§ Exercise aim
Your answer must be the exact lines of the listing below that run from the line with "Objective: detect silver rear" to the line with "Objective: detect black", ends included, and no pictures.

□ □ □ □

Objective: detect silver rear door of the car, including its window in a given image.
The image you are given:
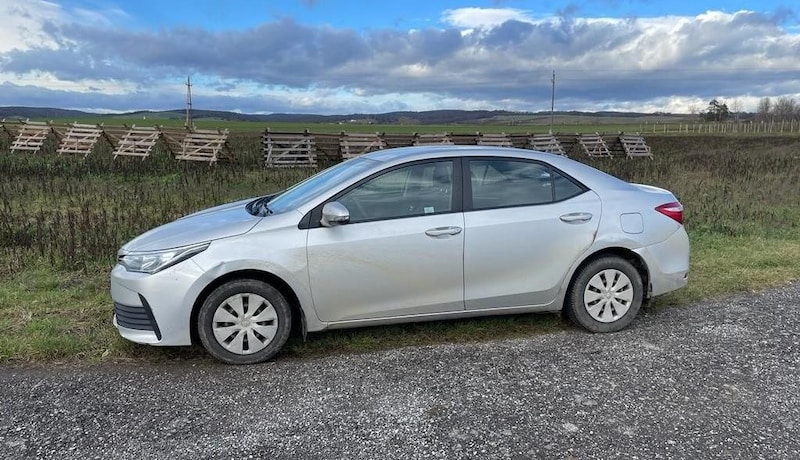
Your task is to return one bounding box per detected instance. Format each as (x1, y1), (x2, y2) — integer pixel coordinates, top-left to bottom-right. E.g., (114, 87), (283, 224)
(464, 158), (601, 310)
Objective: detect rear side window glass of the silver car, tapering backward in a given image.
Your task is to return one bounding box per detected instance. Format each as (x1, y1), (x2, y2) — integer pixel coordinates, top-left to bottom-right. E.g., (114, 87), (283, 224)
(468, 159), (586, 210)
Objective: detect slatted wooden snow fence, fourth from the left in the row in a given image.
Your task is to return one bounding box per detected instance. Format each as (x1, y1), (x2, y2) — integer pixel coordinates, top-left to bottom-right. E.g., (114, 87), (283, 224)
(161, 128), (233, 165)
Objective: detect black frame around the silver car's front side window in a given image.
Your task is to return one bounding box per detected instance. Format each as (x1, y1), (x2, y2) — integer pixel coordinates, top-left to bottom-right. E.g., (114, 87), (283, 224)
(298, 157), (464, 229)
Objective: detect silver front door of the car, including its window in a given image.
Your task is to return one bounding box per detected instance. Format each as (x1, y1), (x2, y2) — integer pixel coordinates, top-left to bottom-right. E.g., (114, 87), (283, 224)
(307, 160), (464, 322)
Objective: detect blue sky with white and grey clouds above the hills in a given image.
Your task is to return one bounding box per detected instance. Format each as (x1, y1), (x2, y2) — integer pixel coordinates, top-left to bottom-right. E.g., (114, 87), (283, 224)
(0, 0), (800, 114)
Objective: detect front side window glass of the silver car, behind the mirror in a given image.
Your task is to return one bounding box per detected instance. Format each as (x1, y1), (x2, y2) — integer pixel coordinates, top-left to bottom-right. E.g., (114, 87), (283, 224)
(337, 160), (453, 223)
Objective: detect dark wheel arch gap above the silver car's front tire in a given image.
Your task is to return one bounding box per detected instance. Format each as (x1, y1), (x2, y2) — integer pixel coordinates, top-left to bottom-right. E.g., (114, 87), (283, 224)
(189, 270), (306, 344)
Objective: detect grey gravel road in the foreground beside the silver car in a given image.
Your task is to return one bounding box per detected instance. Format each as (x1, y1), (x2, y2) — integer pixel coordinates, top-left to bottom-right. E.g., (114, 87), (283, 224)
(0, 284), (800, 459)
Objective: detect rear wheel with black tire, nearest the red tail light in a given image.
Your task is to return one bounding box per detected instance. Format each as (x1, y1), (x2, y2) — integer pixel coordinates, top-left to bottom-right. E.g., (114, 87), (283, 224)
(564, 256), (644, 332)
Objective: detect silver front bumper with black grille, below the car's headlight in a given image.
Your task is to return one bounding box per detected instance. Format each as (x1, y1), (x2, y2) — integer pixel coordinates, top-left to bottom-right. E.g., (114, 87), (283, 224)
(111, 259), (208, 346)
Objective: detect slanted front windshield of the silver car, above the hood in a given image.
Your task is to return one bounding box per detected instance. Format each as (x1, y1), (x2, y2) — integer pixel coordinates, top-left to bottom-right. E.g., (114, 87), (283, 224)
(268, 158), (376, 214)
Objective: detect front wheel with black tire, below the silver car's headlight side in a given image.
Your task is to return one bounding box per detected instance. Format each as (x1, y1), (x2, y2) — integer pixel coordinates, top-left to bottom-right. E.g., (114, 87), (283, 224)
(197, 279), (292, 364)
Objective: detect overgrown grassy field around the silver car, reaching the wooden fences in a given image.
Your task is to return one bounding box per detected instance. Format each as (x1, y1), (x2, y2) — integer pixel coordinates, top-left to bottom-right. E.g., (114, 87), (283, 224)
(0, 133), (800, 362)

□ □ □ □

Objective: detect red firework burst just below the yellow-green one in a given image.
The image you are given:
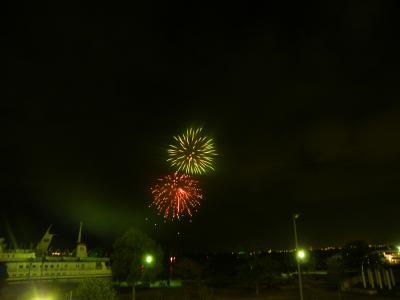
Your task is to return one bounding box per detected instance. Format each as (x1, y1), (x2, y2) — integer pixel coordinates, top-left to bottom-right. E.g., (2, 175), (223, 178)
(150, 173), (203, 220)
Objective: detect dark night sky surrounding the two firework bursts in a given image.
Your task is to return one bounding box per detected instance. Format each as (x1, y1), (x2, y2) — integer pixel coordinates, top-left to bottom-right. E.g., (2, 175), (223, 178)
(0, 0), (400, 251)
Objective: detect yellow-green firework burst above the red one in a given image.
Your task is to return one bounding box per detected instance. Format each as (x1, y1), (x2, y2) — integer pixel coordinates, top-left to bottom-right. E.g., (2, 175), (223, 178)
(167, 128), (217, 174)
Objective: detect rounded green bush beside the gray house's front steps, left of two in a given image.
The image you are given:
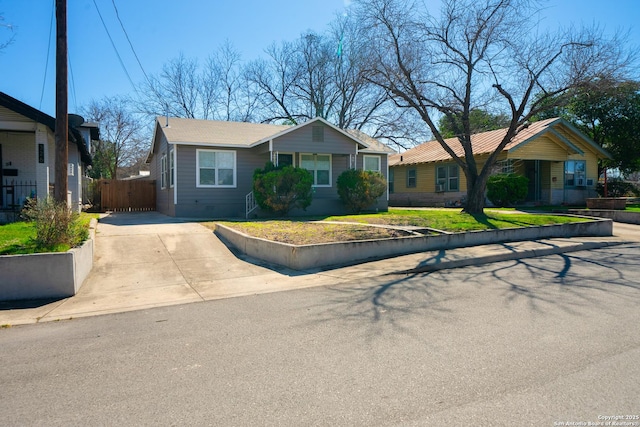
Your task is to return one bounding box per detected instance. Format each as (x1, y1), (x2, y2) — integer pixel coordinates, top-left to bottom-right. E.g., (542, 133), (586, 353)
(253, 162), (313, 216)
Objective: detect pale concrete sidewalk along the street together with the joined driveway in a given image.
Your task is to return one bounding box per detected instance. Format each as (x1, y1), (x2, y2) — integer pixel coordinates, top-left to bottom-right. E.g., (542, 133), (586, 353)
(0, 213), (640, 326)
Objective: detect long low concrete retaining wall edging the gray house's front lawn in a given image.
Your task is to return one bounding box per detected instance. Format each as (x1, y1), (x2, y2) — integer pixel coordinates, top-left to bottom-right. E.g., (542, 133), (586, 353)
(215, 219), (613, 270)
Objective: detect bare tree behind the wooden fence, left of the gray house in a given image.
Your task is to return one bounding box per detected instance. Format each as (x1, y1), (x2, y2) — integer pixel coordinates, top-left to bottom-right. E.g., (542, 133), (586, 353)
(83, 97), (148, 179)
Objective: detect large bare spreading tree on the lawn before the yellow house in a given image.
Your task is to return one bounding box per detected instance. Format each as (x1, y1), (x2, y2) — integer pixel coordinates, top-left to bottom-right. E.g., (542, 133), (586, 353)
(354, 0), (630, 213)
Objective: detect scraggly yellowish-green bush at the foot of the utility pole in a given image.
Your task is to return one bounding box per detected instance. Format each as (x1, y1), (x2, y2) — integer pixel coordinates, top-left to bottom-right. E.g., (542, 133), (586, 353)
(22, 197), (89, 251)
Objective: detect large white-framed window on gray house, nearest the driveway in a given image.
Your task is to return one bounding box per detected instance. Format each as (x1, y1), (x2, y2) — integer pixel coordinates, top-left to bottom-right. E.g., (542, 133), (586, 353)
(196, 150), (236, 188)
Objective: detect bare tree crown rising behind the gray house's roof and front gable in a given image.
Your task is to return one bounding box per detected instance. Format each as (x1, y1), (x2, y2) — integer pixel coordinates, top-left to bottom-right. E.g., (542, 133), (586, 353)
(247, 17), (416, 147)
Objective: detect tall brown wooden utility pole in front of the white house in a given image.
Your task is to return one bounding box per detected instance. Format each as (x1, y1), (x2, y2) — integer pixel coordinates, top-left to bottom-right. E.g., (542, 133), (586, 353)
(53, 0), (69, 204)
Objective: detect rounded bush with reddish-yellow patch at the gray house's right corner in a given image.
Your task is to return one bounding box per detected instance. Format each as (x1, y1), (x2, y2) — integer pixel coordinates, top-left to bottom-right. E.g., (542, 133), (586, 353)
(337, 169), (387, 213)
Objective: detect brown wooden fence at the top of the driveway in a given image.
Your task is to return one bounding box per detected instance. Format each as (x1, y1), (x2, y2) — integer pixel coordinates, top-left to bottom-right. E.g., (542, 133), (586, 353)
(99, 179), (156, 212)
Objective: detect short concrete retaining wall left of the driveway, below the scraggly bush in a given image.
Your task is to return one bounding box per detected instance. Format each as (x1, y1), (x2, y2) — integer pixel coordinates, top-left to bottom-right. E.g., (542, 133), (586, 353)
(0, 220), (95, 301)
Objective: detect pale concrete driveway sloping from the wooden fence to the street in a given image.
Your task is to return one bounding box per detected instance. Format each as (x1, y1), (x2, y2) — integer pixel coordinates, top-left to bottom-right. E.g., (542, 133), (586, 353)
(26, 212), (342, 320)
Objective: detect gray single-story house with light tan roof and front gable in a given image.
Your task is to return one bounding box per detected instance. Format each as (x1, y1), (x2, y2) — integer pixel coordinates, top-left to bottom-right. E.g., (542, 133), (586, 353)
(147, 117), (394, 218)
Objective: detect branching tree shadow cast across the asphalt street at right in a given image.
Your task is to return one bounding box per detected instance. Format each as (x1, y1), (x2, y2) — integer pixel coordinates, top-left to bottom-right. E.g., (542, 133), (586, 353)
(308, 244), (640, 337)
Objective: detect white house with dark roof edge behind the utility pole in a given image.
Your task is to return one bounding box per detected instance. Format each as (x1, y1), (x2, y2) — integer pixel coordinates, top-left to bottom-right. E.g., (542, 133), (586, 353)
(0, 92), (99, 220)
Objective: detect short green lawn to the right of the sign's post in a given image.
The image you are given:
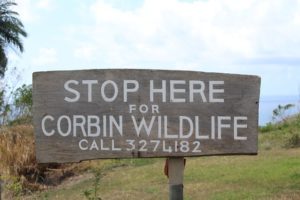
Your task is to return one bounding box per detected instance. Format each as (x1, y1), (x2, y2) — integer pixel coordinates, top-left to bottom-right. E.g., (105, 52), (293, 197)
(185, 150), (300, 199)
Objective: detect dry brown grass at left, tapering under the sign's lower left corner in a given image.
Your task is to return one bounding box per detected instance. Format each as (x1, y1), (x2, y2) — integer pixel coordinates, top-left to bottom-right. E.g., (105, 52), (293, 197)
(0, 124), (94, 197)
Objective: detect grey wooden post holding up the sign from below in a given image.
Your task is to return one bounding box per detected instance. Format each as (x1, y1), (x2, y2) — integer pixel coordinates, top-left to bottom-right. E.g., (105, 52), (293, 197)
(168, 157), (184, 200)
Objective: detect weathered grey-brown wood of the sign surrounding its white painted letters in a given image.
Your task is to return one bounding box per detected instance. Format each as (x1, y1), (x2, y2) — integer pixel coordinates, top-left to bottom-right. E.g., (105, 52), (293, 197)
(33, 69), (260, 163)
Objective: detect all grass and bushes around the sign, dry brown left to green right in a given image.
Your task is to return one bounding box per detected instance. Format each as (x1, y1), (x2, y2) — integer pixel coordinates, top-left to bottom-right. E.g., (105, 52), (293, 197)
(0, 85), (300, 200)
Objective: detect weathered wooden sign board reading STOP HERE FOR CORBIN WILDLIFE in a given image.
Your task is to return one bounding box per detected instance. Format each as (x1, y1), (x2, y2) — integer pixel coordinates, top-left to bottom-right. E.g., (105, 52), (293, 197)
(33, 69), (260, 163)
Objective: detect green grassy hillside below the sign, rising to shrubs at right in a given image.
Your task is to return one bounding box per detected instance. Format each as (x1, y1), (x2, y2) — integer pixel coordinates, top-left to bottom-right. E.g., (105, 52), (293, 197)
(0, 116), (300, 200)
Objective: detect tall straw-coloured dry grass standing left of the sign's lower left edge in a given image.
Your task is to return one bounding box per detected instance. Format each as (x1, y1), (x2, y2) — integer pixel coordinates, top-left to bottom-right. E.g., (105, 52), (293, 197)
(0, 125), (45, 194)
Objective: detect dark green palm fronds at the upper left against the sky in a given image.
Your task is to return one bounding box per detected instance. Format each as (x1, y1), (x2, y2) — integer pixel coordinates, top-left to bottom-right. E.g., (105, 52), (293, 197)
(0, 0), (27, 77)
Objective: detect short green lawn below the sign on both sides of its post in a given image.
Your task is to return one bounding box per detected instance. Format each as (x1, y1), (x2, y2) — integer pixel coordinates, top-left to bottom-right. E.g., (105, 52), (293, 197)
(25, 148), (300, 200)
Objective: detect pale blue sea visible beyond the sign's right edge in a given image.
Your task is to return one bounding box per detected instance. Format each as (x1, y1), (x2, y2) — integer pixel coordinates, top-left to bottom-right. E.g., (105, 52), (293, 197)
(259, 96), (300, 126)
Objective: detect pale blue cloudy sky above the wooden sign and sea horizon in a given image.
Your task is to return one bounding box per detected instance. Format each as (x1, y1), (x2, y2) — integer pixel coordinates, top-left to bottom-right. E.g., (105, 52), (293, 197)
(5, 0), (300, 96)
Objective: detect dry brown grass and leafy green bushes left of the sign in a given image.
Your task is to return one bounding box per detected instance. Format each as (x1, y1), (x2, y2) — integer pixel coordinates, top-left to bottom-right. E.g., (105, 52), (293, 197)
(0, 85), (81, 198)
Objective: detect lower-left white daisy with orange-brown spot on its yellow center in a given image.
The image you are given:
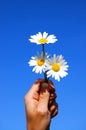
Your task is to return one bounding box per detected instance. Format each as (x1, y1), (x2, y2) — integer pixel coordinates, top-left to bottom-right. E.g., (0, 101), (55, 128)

□ □ □ □

§ Solution to this exercise
Objective: detect silver rear door of the car, including its window in a given image.
The image you are given:
Your task is to return one bounding box per detected instance. Format each as (x1, y1), (x2, y2) — integer pixel coordinates, top-left to bottom-right. E.g., (114, 87), (283, 224)
(464, 158), (601, 310)
Objective: detect rear side window glass of the silver car, tapering backward in a given image.
Your task is to return one bounding box per detected instance. Format each as (x1, y1), (x2, y2) — integer pixel coordinates, top-left to bottom-right. E.g., (114, 87), (283, 224)
(468, 159), (586, 210)
Objective: detect slatted wooden snow fence, fourth from the left in the row in a given image.
Your task is to return one bounding box per detected instance. Format each as (x1, y1), (x2, y2) — integer pixel coordinates, top-left to bottom-right. E.g., (114, 87), (283, 224)
(161, 128), (233, 165)
Objective: detect black frame around the silver car's front side window in a given image.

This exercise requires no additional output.